-- START OF DATASET ENTRIES --

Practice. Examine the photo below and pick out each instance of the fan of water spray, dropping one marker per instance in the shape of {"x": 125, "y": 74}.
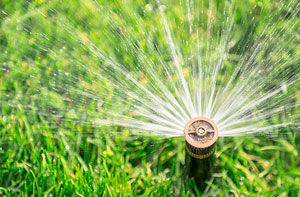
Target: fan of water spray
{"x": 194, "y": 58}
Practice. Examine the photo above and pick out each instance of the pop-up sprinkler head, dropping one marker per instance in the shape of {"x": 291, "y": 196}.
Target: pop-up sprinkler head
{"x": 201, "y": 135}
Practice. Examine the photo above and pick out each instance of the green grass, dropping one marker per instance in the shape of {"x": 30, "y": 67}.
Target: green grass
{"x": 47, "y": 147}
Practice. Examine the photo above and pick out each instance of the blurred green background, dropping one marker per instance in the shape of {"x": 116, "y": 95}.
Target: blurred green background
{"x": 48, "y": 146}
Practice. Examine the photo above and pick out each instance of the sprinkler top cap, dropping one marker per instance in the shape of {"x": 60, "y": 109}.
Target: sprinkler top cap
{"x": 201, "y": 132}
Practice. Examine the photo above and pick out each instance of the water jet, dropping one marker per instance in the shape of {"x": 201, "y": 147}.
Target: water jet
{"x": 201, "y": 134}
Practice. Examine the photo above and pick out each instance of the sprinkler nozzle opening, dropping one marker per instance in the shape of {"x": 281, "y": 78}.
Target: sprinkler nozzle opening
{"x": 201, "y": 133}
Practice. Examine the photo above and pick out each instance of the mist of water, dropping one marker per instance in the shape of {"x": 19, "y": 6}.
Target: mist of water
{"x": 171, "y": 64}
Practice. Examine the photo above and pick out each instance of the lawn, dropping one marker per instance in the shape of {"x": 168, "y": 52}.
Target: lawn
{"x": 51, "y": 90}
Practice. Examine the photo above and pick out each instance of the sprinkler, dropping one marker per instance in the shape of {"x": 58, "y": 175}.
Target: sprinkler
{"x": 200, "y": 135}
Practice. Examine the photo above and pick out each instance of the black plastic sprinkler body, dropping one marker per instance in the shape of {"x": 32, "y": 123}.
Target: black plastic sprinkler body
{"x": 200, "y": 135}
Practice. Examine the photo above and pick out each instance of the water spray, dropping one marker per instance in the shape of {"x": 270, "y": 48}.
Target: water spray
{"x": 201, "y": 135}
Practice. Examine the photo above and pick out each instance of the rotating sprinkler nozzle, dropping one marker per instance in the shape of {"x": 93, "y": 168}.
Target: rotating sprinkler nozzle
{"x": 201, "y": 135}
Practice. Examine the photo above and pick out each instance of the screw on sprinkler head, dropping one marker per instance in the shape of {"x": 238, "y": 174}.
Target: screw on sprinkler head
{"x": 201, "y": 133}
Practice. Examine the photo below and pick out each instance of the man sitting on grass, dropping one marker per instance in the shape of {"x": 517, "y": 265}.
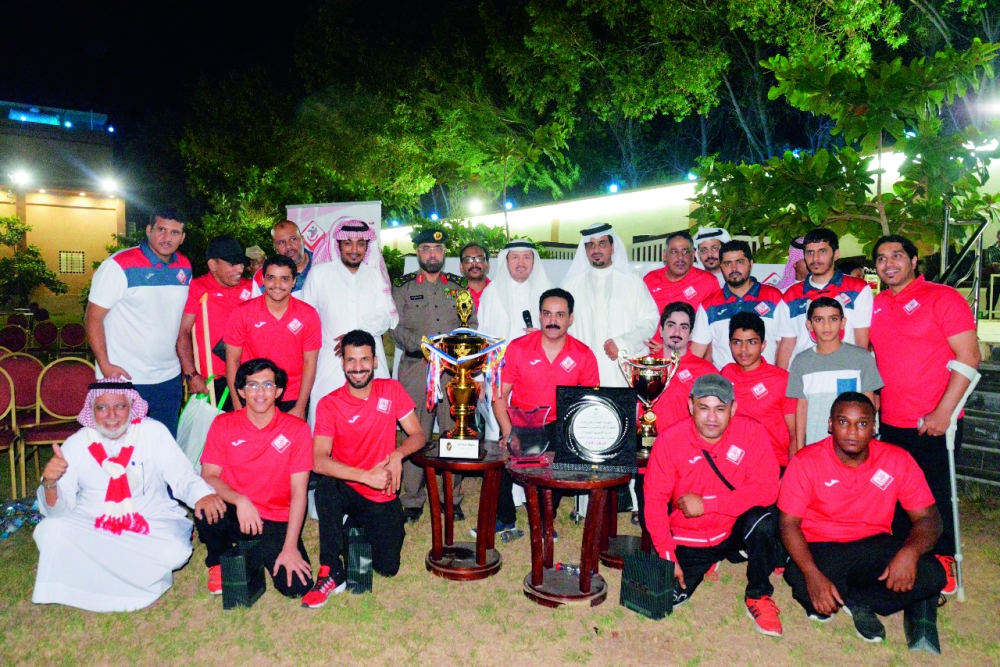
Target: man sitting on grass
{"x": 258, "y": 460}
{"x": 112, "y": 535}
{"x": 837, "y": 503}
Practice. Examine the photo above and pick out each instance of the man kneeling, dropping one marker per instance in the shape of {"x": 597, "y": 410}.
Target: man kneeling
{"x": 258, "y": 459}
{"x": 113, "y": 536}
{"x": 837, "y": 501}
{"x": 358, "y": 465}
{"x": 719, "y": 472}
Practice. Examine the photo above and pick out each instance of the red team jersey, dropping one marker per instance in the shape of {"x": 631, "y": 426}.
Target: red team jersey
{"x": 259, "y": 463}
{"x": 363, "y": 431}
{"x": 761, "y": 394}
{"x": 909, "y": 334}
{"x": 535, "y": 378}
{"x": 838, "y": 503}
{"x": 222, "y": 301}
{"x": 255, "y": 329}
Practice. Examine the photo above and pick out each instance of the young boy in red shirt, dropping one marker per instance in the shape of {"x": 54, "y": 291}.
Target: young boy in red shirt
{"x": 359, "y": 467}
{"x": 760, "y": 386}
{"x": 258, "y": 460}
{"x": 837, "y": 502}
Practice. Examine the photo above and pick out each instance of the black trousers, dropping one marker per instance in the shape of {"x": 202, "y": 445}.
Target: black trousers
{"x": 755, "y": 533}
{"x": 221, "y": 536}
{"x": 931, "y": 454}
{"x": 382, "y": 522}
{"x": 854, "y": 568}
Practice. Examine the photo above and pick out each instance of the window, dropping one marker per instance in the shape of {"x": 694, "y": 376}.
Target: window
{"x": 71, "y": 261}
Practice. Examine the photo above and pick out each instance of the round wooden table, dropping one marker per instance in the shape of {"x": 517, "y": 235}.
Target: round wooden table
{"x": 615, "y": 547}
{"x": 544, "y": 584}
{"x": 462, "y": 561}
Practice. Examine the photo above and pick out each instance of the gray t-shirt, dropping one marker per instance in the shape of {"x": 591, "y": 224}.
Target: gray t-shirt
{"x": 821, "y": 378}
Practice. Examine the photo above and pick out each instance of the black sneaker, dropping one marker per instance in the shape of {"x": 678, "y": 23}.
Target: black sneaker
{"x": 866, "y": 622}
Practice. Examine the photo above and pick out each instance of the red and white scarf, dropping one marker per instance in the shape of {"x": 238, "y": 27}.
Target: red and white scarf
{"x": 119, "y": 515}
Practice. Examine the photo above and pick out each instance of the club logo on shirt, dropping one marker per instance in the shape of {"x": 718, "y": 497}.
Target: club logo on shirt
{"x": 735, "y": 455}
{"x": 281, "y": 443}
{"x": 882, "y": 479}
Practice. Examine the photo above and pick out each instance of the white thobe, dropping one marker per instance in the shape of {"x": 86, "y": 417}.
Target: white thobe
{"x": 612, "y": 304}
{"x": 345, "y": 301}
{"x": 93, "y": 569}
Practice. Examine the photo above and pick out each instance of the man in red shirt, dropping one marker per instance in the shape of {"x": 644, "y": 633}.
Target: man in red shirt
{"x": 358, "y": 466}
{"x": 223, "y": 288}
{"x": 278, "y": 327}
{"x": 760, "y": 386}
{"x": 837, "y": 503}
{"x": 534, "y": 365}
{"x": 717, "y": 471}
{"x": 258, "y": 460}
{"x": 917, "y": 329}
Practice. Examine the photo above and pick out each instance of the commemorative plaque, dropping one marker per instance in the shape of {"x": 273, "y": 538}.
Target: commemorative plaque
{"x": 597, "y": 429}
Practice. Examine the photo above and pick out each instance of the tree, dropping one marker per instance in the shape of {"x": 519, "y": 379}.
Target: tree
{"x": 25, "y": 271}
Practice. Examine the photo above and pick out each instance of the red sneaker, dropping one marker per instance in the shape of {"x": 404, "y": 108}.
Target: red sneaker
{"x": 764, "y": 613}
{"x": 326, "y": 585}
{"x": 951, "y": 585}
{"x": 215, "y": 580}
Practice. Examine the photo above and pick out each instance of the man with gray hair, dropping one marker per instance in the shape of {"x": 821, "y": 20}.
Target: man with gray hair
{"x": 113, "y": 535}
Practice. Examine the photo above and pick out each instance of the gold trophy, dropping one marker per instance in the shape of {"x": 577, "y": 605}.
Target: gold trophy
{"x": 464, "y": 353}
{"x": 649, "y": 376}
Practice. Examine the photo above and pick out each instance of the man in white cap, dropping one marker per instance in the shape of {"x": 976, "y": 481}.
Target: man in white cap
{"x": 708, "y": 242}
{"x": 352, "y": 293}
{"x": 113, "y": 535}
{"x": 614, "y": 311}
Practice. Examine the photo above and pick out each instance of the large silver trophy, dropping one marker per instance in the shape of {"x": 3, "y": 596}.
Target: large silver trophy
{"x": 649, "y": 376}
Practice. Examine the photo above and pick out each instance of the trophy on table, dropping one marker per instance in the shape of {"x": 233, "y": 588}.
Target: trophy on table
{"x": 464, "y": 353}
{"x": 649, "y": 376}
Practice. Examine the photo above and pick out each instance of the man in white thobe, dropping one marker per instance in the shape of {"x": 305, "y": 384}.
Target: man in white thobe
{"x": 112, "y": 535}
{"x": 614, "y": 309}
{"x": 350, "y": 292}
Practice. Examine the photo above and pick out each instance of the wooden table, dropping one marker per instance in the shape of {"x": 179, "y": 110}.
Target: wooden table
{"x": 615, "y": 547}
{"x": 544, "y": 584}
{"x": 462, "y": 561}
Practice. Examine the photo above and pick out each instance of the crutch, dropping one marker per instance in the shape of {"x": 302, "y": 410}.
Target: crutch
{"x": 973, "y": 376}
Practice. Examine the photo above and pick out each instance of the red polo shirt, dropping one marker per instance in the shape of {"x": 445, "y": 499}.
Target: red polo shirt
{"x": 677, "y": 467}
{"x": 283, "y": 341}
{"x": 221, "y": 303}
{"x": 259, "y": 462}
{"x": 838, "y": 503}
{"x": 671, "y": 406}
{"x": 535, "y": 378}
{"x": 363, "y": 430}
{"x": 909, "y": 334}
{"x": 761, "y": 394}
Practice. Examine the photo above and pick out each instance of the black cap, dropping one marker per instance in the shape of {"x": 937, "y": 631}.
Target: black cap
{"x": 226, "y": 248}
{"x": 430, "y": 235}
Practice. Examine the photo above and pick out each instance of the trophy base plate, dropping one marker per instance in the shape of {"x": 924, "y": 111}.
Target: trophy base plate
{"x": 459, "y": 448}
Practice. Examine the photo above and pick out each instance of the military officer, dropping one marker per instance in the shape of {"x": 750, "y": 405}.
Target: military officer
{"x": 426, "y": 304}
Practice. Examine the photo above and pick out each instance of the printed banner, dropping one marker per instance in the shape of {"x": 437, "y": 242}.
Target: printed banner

-- END OF DATASET ENTRIES --

Extract, without alteration, everything from the line containing "the crutch, dropping" down to the final line of the entries, including both ends.

Practice. Examine the photo above and pick out each instance of the crutch, dropping one marker per instance in the shape of {"x": 302, "y": 410}.
Target: crutch
{"x": 973, "y": 376}
Practice. Examine the photo above and pick out each instance of the red polo shirt, dropping one marker per instance in the shape of {"x": 445, "y": 499}.
Target: red polo shirt
{"x": 677, "y": 467}
{"x": 283, "y": 341}
{"x": 221, "y": 303}
{"x": 259, "y": 462}
{"x": 838, "y": 503}
{"x": 671, "y": 406}
{"x": 535, "y": 378}
{"x": 363, "y": 430}
{"x": 909, "y": 334}
{"x": 761, "y": 394}
Practice. Examine the photo above and pick out each instance of the black cap, dropping one marker per instance in the shape of {"x": 937, "y": 631}.
Target: black cap
{"x": 226, "y": 248}
{"x": 430, "y": 235}
Practice. Examine the photo above and pick out each instance of the trophy base plate, dropping one marker per instance in the shape of {"x": 924, "y": 111}.
Target: trophy base plate
{"x": 459, "y": 448}
Practice. Examine the photo above and pick out each instance of the military officer, dropping one marker per instance in the shape of {"x": 750, "y": 405}.
Target: military officer
{"x": 426, "y": 304}
Practice. Examine the photo above and pick out each instance of the printed banner, dropping one marker per instance in the shape of {"x": 437, "y": 242}.
Target: printed banner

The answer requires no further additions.